** THE EXERCISE **
Repeat every record below exactly as it appears.
☆ ☆ ☆ ☆ ☆
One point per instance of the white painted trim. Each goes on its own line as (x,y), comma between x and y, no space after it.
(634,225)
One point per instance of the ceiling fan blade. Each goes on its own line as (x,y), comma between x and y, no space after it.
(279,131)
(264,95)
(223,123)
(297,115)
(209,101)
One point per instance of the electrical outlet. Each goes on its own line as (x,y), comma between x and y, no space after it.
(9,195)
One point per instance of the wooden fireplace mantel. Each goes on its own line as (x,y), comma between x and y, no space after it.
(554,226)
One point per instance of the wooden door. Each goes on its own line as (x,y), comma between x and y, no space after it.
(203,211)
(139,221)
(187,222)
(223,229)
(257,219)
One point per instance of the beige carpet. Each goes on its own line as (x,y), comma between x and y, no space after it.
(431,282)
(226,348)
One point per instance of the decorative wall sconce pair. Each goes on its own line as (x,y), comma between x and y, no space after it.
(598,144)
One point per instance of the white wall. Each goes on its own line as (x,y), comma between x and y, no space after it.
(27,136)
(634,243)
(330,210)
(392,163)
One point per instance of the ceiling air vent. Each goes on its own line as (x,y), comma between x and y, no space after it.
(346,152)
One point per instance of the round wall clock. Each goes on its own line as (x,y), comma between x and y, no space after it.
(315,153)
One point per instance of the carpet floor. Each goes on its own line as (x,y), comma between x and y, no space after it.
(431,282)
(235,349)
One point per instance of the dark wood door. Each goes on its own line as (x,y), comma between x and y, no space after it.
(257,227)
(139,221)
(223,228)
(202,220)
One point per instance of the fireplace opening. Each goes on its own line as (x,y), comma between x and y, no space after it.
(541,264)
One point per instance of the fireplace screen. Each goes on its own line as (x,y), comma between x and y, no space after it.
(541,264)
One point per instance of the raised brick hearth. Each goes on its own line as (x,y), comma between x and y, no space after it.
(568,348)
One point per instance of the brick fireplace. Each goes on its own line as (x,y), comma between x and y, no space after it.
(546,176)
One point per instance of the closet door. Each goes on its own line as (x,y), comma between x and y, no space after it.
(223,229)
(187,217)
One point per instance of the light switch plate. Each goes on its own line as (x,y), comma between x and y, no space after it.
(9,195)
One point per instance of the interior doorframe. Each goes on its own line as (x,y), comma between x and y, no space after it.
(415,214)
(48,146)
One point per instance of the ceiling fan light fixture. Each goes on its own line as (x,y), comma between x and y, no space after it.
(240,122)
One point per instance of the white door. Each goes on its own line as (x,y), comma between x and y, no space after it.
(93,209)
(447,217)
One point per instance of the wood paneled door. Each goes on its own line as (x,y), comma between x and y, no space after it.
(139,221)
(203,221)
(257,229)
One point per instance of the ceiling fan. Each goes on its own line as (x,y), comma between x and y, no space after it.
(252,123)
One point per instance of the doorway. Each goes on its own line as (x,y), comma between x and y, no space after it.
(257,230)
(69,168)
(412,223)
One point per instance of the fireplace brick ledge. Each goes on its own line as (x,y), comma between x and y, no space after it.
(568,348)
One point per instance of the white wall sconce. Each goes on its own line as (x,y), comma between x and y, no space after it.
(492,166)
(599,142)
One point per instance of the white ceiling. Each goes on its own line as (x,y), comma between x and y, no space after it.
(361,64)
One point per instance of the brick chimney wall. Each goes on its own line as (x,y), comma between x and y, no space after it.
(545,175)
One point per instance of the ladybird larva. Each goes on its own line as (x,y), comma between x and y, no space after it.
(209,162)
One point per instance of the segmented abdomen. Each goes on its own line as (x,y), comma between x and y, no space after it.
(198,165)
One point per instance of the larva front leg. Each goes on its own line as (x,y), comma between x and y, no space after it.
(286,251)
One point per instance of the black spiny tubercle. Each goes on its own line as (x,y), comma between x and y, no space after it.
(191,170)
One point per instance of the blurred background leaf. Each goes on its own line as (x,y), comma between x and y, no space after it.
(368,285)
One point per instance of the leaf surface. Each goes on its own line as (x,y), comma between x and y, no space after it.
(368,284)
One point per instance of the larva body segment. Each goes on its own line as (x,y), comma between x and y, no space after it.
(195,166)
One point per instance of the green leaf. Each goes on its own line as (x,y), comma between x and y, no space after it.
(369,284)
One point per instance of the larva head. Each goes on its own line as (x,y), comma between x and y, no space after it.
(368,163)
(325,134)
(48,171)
☆ ☆ ☆ ☆ ☆
** TASK ANSWER **
One point per instance of the white painted trim. Each goes on its own line as (x,y), comma between x and y, no space after it.
(634,225)
One point per instance of the ceiling fan blade. Each goes on its own line as (x,y), comma between x and y, no space after it.
(279,131)
(264,95)
(223,123)
(297,115)
(209,101)
One point per instance of the electrical outlet. Each goes on its own line as (x,y), comma between x and y, no space after it.
(9,195)
One point per instance of the wooden fireplace mantel. Each goes on its own line as (x,y), comma between x and y, no space after it.
(554,226)
One point per instance of the wooden door. Each goes on its own line as (x,y), comma between x and y, no space after it.
(203,211)
(139,221)
(187,222)
(223,229)
(257,219)
One point per instance of the beige carpet. Each goes on its own line as (x,y), comma between x and y, no space after it.
(431,282)
(226,348)
One point per instance of the decorative wall sconce pair. Each goes on its own line as (x,y), comma between x and y, no space after it.
(598,144)
One point per instance of the white wall. Each goes on its own line as (x,y), comma between x and y, no space after it.
(27,136)
(634,243)
(330,210)
(392,163)
One point per instance of the ceiling air vent. Each goes on its own line as (x,y), comma between x and y, no space after it.
(346,152)
One point per instance of the round wall clock. Each goes on its own line as (x,y), comma between x and y, no space after it.
(315,153)
One point per instance of the carpet floor. Each goes on its own line as (x,y), comma between x and y, no space after it.
(431,282)
(235,349)
One point per instance of the dark wood door. Each goes on its own line as (x,y), comma between x and y, no space after it.
(257,227)
(139,221)
(223,228)
(202,220)
One point per instance of the fireplace opening. Each goes on its own line as (x,y), comma between x and y, no space after it.
(541,264)
One point per instance of the fireplace screen. Each goes on its own line as (x,y), comma between x and y, no space after it.
(541,264)
One point per instance of the raised brick hearth. Each goes on its own line as (x,y), comma between x and y, no space after it.
(568,348)
One point per instance of the brick fireplace. Each goes on its own line as (x,y), comma between x and y, no space after it.
(546,176)
One point per instance of the closet door. Each goes on its own line as (x,y), comma between x and y, no space after it.
(223,229)
(187,217)
One point per instance of the light switch plate. Each goes on its own line as (x,y), comma between x and y, no space after it.
(9,195)
One point per instance of the interior doorframe. Each goes on its own line as (x,y), comma between x and y, no space after it.
(415,214)
(48,146)
One point per instance of the ceiling fan light fixture. Each goes on its own line as (x,y), comma between x and y, no space after it.
(240,122)
One point per instance of the white door. Each goes on its own line as (x,y), comma between x and y, no space after it.
(93,209)
(447,217)
One point per instance of the wood paneled door. Each goes on its own line as (x,y), comma between x and y, no space after it.
(139,221)
(203,221)
(257,229)
One point per instance of the ceiling fan. Each goes on its own line as (x,y), comma between x and y, no space after it.
(252,123)
One point per instance of the doorway. Each goes on its own line as (x,y), comma between x and y, no space after it.
(257,230)
(69,168)
(412,223)
One point per instance of the fireplace brick ledge. Each goes on its own line as (x,y), comma between x and y, no space after it.
(568,348)
One point per instance of the white wall sconce. Each goes on its own line as (x,y), comma between x and y, no space after it.
(492,166)
(599,142)
One point per instance of the white ceiling. Each goes on its own line as (x,y), comma between x and y, no space after it.
(361,64)
One point per instance of the brick chimney wall. Each goes on its own line as (x,y), comma between x and y, no space after it.
(545,175)
One point per instance of the ladybird larva. Each goes on its own line as (x,y), comma between x and y, no space after it.
(209,162)
One point per instance of the segmented abdomen. Each goes on its own line as (x,y), comma between x and y, no space after it.
(198,165)
One point per instance of the larva front leg. Each goes on its own line as (x,y), comma between x and y, no space after it.
(286,251)
One point per instance of the black spiny tubercle. Each goes on its own line as (x,y), comma between x and y, no space after it.
(191,170)
One point per instance of the blurred background leaf. Each goes on its own line as (x,y), comma between x and y, no space after it.
(368,285)
One point per instance of the leaf surface. Each goes on its own line as (x,y), comma between x and y, no space after it.
(368,284)
One point per instance of the larva body segment. Each goes on its own line as (x,y), comma between x and y, no space after it.
(195,166)
One point per instance of the green leaf. Each goes on its own line as (x,y), comma between x and y, no space after it.
(369,284)
One point per instance of the larva head. Each goes on its own line as (x,y), comma between x and y, no space after it.
(368,163)
(325,134)
(48,171)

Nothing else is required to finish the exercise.